Work instruction:
Note how many lines in the material have "below", and give only that figure.

Exercise data:
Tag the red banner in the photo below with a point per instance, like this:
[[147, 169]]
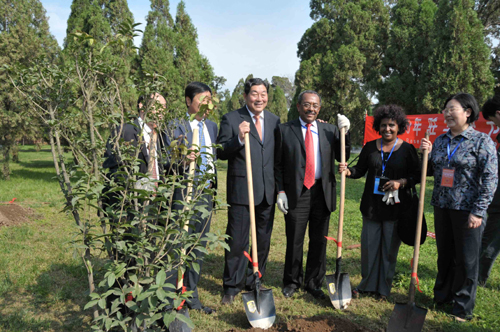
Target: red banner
[[434, 123]]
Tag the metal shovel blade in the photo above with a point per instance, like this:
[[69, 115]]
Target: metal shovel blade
[[266, 315], [178, 325], [407, 317], [339, 290]]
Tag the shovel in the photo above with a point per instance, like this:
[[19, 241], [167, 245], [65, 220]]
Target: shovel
[[259, 304], [339, 286], [178, 325], [408, 316]]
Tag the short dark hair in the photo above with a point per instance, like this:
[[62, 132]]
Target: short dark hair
[[466, 101], [194, 88], [140, 100], [255, 81], [393, 112], [491, 106], [299, 99]]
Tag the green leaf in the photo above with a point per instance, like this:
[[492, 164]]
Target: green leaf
[[90, 304], [184, 319], [111, 279], [161, 277], [169, 317]]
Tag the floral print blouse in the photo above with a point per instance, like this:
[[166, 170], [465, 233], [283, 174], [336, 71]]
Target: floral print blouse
[[476, 171]]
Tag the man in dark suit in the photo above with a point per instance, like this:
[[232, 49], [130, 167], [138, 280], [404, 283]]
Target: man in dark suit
[[207, 136], [261, 125], [138, 132], [306, 150]]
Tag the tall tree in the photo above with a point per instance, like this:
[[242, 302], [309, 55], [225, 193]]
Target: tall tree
[[157, 50], [101, 19], [279, 104], [24, 36], [287, 86], [407, 56], [192, 66], [461, 59], [341, 56]]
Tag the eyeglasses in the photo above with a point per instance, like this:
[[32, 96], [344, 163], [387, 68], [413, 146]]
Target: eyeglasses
[[311, 106], [452, 110]]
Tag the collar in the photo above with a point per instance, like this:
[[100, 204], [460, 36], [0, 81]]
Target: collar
[[144, 126], [313, 124], [467, 133], [261, 116]]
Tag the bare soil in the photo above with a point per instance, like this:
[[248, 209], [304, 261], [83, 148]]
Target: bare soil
[[14, 214], [321, 323]]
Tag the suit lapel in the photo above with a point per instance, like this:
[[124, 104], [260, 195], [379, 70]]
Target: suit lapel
[[322, 141], [297, 130], [138, 132], [246, 117]]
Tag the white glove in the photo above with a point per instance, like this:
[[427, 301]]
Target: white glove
[[343, 121], [395, 193], [283, 203]]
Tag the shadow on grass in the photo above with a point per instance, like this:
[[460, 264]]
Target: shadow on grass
[[38, 164], [54, 302], [33, 175]]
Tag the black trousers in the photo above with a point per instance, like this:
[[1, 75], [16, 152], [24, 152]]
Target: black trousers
[[237, 268], [311, 208], [458, 260]]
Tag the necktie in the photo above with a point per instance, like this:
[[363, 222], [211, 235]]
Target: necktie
[[258, 126], [203, 148], [152, 156], [310, 171]]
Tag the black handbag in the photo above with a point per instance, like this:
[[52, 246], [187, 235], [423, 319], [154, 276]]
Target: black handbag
[[407, 223]]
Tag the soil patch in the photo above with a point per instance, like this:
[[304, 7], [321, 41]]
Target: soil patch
[[13, 214], [320, 323]]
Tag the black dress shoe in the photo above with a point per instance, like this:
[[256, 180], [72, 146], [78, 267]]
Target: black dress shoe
[[288, 291], [227, 299], [317, 293], [205, 310]]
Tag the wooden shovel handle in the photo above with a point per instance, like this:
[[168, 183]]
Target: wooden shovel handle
[[189, 192], [418, 232], [342, 193], [251, 204]]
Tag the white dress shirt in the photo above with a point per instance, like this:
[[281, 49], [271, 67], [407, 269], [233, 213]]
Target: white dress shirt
[[317, 153], [146, 135], [208, 144]]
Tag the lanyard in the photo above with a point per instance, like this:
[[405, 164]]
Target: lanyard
[[455, 150], [390, 154], [312, 131]]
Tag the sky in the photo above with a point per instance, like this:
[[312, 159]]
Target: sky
[[239, 38]]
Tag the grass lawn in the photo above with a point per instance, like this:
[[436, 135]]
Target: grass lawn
[[43, 288]]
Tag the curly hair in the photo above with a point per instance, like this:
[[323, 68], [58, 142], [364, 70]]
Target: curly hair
[[393, 112]]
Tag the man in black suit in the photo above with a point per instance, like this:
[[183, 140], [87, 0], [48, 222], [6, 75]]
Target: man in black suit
[[207, 136], [261, 125], [306, 150], [138, 132]]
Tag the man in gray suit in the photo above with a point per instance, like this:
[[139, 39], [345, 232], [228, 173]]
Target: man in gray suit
[[261, 124]]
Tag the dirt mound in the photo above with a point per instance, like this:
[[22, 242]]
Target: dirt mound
[[316, 324], [13, 214]]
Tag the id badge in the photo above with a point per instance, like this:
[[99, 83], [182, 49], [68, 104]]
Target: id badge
[[376, 185], [447, 177]]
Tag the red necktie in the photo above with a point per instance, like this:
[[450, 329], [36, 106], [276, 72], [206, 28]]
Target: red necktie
[[310, 171], [152, 156], [258, 126]]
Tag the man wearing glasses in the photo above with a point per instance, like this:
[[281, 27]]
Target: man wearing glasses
[[305, 154]]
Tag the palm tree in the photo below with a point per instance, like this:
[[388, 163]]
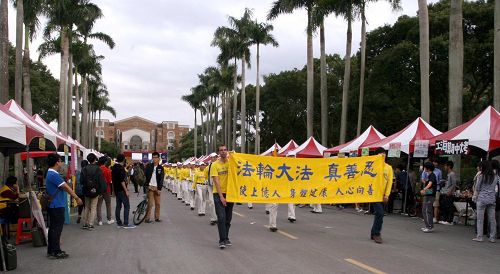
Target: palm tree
[[423, 21], [18, 74], [456, 60], [288, 6], [32, 10], [4, 51], [260, 34], [395, 6], [496, 67]]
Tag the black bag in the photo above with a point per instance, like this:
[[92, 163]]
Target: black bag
[[9, 255], [90, 181], [46, 199]]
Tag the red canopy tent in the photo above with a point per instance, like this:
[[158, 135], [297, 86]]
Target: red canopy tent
[[370, 135], [309, 149], [270, 151], [15, 135], [288, 147], [482, 131], [417, 130]]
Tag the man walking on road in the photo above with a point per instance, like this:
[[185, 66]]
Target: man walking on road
[[378, 207], [154, 184], [55, 188], [223, 209], [119, 176]]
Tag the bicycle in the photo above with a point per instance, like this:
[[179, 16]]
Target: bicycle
[[140, 211]]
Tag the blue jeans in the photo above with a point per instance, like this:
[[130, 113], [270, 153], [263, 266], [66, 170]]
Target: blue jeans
[[378, 220], [121, 198], [224, 216]]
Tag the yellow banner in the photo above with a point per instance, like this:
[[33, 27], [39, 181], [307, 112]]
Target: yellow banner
[[265, 179]]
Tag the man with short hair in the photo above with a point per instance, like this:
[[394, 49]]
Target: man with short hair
[[378, 208], [55, 187], [94, 184], [446, 196], [154, 184], [104, 162], [223, 209], [119, 177], [429, 193]]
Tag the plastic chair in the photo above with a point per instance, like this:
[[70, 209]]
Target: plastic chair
[[21, 235]]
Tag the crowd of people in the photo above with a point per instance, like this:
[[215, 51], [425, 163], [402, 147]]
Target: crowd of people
[[203, 186]]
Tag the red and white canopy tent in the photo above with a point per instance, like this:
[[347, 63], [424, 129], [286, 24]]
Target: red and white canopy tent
[[482, 131], [287, 148], [23, 116], [370, 135], [15, 135], [309, 149], [417, 130], [269, 152]]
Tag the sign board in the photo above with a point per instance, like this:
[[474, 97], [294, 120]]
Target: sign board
[[394, 150], [421, 149], [452, 147]]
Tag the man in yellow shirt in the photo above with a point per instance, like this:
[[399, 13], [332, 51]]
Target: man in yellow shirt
[[223, 209], [378, 207]]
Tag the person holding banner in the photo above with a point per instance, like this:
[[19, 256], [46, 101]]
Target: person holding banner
[[378, 207], [223, 209]]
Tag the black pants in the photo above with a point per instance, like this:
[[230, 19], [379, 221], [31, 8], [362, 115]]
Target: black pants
[[56, 222], [224, 216], [447, 208]]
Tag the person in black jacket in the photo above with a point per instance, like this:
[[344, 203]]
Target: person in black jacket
[[154, 183]]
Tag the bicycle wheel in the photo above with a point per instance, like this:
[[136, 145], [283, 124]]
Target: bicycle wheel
[[140, 212]]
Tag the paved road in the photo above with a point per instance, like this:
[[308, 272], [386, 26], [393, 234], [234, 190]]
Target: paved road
[[336, 241]]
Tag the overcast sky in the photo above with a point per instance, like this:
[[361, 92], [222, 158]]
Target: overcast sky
[[161, 46]]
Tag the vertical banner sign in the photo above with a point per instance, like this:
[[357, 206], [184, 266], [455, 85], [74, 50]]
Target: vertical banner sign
[[394, 150], [145, 157], [452, 147], [41, 143], [421, 149], [262, 179]]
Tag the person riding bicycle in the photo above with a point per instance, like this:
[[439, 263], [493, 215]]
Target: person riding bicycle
[[154, 184]]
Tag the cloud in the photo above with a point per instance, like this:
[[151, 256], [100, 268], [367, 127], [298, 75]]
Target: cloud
[[161, 47]]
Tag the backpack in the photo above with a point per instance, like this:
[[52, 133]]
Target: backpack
[[139, 176], [90, 181]]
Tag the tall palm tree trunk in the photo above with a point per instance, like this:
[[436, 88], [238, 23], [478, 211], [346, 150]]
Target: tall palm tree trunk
[[27, 105], [257, 104], [69, 99], [85, 112], [310, 75], [347, 79], [4, 52], [423, 19], [362, 70], [63, 81], [77, 107], [496, 67], [323, 87], [195, 135], [456, 62], [235, 104], [18, 78], [243, 106]]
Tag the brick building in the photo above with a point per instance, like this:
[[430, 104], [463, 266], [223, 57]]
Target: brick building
[[139, 134]]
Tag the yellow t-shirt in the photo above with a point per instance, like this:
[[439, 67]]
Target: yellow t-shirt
[[220, 169]]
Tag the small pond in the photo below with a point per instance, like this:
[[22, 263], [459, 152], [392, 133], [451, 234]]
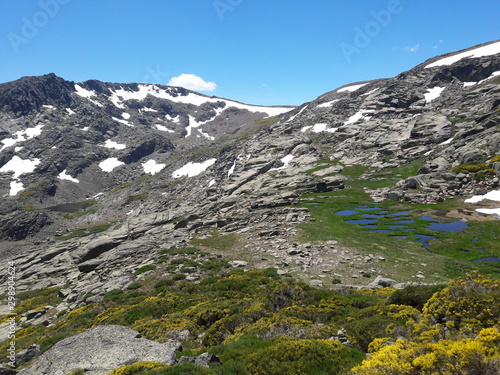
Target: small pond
[[454, 226], [487, 259], [397, 222]]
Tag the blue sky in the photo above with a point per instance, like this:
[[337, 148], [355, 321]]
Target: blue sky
[[259, 52]]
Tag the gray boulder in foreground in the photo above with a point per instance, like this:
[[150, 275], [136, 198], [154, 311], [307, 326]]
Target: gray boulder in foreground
[[99, 350]]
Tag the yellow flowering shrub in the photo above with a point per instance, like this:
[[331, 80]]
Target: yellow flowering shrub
[[461, 357], [300, 357], [470, 301]]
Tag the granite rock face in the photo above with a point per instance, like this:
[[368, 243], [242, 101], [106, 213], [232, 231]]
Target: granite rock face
[[100, 350]]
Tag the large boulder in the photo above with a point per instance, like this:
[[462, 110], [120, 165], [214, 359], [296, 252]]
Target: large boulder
[[99, 350]]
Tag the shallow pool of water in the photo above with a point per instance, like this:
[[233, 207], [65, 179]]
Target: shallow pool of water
[[454, 226], [487, 259], [347, 212], [427, 218], [399, 213], [424, 239], [362, 221], [404, 222]]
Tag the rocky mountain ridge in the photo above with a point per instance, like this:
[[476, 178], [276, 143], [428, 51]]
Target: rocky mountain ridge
[[100, 180], [120, 171]]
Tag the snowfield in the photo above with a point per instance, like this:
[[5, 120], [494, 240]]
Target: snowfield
[[109, 164], [171, 93], [433, 93], [490, 49], [152, 167], [193, 169]]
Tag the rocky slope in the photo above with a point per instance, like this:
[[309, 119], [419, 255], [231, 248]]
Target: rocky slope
[[98, 177]]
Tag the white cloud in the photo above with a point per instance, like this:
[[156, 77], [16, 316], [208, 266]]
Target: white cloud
[[192, 82], [414, 48]]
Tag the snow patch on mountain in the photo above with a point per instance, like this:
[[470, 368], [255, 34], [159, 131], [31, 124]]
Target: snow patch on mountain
[[152, 167], [109, 164], [124, 122], [21, 136], [433, 93], [164, 128], [87, 94], [114, 145], [488, 50], [351, 88], [193, 169], [20, 166], [119, 96], [286, 161], [328, 104], [493, 75], [360, 115], [15, 188], [65, 176]]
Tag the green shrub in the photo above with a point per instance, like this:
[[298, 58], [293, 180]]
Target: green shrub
[[134, 285], [470, 168], [137, 197], [112, 294], [139, 368], [163, 284], [149, 267], [414, 296], [182, 369], [303, 357]]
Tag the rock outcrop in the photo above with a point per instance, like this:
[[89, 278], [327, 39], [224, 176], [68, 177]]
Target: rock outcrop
[[99, 350]]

Reply:
3